**WHAT NEEDS TO BE DONE**
Copy the listing below with every "A single point" changed to "One point", and keep everything else the same. Leave the pictures out of your version.
### INFORMATION SHOWN ###
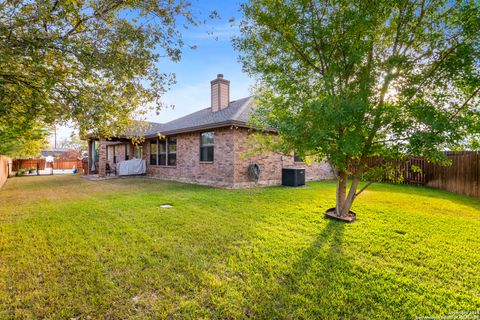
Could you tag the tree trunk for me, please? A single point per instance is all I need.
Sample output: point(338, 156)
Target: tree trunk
point(341, 191)
point(351, 196)
point(344, 201)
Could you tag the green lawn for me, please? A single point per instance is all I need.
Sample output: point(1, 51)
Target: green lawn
point(72, 248)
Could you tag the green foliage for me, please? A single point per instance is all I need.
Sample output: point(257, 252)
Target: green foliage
point(348, 80)
point(90, 62)
point(74, 142)
point(73, 248)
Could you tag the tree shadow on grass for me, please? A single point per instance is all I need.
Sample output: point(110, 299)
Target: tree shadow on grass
point(315, 285)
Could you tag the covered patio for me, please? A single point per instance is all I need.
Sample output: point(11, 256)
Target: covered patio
point(104, 154)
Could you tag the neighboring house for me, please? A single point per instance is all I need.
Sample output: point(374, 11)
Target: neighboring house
point(206, 147)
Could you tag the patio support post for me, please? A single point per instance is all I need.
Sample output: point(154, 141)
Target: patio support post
point(102, 158)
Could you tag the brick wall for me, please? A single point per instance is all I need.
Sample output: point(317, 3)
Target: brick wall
point(119, 152)
point(270, 164)
point(229, 168)
point(5, 167)
point(220, 172)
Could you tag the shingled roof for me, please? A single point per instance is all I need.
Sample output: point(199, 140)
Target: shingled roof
point(237, 113)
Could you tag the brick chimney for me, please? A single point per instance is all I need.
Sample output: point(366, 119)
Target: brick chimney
point(220, 91)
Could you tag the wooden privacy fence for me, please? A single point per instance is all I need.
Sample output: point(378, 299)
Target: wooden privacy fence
point(462, 176)
point(60, 164)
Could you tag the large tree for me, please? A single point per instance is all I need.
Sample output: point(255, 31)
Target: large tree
point(93, 62)
point(349, 80)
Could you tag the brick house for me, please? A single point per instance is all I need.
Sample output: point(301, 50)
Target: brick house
point(206, 147)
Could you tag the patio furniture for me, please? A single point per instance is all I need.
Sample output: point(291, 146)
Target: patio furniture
point(109, 170)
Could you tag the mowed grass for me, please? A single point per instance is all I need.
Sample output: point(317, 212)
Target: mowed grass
point(72, 248)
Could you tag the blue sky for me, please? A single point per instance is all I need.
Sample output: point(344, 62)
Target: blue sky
point(214, 54)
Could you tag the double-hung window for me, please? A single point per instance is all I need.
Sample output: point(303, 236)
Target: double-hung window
point(163, 152)
point(297, 158)
point(153, 152)
point(172, 151)
point(206, 146)
point(138, 152)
###
**RESULT**
Could you tag the tree trunk for me, please? One point per instance is all I need.
Sample output: point(338, 156)
Target: tree trunk
point(341, 191)
point(351, 196)
point(344, 201)
Could you tag the green lawn for me, please? One point per instance is all I need.
Sample output: point(1, 51)
Target: green lawn
point(72, 248)
Could you tag the green foliage for me, please? One point per instance is all I need.
Sample output: point(257, 252)
Target: green foliage
point(348, 80)
point(90, 62)
point(74, 142)
point(73, 248)
Could you tag the tree shadow on grass for me, please? One point per instance is all I need.
Sample output: point(110, 299)
Target: tree shadow on grass
point(315, 285)
Could you tag the covered patio for me, please? One point per instance is all I need.
Sample output: point(11, 256)
Target: covered patio
point(104, 154)
Could you tag the neighboring house for me, please? One point per instance is all I need.
Sample output: point(374, 11)
Target: neighboring house
point(206, 147)
Could you tag the patio support post for me, please? One point per instance is all I need.
Sample output: point(154, 141)
Target: patio support post
point(102, 158)
Could you tag the brick wall for me, please? One point per instance is all I need.
Sample output: point(317, 3)
Target: brick wall
point(119, 152)
point(270, 164)
point(229, 168)
point(5, 167)
point(220, 172)
Could you tag the shingled roof for me, please? One point per instance is all I need.
Sample output: point(199, 140)
Target: shingled roof
point(237, 113)
Could you tag the brick chimney for me, please? One point per instance is all I need.
Sample output: point(366, 119)
Target: brick chimney
point(220, 91)
Could you tag the wooden privacy fence for me, please? One point per instance is all I need.
Sample output: point(378, 299)
Target: wooden privacy fence
point(462, 176)
point(60, 164)
Could you tag the large tree for me, please? One point per instance is all I need.
Sample output: point(255, 31)
Target: large tree
point(93, 62)
point(349, 80)
Could you tag the brick house for me, please? One point per instance is all I need.
Sample output: point(301, 50)
Target: brick house
point(206, 147)
Could you tag the patio furniture for me, please? One point per instance is all I need.
Sample output: point(291, 146)
Target: patio furniture
point(109, 170)
Could you tag the mowed grass for me, please? One point per instance is all I need.
Sample output: point(317, 212)
Target: mowed grass
point(72, 248)
Could you tag the blue sky for me, please? One point per instance is all I need.
Sample output: point(344, 62)
Target: blue sky
point(214, 54)
Could you tag the double-hung window for me, please? One point per instance is all I need.
Sample output: point(303, 236)
Target: double-hung window
point(163, 152)
point(297, 158)
point(153, 152)
point(172, 151)
point(206, 146)
point(138, 152)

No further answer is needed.